**Written problem**
Update the items starting at the line that contains "of the bird's" and ending with the last item: write those lines out again with "white belly" changed to "pale underside" and everything else left as is.
## BEGIN Supplied records
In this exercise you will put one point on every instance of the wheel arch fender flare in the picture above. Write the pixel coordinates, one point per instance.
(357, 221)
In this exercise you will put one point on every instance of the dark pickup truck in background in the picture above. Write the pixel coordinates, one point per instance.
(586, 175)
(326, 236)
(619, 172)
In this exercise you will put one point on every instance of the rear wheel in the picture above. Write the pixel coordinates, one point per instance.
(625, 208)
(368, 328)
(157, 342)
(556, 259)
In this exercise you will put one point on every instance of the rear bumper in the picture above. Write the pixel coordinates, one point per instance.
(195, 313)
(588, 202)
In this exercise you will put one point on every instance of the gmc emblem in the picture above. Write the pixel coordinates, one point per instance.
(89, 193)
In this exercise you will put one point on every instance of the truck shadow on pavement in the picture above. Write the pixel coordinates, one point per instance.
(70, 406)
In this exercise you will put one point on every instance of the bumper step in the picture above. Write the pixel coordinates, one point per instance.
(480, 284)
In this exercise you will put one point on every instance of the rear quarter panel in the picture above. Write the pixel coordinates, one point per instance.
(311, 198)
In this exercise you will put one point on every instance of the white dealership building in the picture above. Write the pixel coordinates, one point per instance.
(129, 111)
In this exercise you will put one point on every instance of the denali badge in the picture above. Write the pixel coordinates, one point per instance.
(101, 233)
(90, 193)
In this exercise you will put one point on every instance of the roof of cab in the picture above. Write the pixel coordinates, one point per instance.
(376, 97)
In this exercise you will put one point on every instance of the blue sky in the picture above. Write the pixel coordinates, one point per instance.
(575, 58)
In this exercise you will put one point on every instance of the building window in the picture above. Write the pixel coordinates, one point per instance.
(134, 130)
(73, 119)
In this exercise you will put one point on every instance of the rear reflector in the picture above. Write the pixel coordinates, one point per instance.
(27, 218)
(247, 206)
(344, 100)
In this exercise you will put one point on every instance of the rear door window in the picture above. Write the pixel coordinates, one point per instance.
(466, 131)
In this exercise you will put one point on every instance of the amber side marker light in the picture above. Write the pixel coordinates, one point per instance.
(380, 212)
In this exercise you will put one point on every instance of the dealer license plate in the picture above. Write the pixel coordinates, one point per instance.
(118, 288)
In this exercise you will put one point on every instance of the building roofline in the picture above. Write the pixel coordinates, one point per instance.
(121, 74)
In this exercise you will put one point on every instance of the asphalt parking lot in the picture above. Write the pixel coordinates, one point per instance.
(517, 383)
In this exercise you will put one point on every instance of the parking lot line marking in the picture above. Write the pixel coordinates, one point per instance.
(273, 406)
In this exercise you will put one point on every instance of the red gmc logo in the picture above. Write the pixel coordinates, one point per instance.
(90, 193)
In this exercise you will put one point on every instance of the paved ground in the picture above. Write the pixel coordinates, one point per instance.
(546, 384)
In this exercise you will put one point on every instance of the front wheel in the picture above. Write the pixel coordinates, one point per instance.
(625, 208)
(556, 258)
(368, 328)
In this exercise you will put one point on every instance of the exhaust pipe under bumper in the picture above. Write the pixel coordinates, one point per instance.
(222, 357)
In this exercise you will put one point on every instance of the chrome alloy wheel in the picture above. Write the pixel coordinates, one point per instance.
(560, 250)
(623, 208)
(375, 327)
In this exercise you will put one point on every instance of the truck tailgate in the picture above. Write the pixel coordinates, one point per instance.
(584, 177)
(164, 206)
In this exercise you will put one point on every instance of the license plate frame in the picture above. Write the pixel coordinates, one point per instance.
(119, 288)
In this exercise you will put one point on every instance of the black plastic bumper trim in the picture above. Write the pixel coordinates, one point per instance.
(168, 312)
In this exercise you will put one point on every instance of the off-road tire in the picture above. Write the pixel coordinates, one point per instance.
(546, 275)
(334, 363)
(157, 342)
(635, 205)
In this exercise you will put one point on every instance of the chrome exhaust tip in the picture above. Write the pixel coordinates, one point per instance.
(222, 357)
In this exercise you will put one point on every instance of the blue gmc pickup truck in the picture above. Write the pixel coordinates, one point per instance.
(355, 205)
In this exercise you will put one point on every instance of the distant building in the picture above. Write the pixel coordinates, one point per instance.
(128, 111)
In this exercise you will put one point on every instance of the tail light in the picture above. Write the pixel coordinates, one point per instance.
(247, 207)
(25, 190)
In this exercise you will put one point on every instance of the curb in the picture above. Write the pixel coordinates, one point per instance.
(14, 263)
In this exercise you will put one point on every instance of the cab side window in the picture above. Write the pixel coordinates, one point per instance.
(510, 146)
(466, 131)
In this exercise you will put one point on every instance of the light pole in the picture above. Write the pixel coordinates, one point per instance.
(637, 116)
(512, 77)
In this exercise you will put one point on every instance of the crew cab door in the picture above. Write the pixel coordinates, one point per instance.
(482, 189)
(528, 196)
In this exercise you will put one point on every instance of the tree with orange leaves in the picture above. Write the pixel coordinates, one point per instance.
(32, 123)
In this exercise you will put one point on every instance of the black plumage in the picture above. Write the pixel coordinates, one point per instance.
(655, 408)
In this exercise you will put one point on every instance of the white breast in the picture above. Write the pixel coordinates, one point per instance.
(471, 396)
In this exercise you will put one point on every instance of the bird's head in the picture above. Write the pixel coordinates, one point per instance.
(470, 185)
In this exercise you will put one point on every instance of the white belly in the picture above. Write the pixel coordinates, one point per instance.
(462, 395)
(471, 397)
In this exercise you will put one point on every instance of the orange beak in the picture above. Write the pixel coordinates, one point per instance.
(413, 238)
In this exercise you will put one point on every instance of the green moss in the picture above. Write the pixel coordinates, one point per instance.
## END Supplied records
**Answer to the exercise**
In this exercise you will put one point on every instance of the bird's head in the picture above. Write the pixel coordinates, one point per instance.
(470, 185)
In this exercise you will put one point on every instance of the pale underside in the picture above. Write the pixel coordinates, one point per instance.
(462, 395)
(471, 397)
In this exercise you will put one point on every instance of the orange beak in the picture above. Write the pixel coordinates, one point per instance.
(413, 238)
In this exercise you will put one point on every instance of the green moss in the picture above. Write the pixel coordinates, one point per instance.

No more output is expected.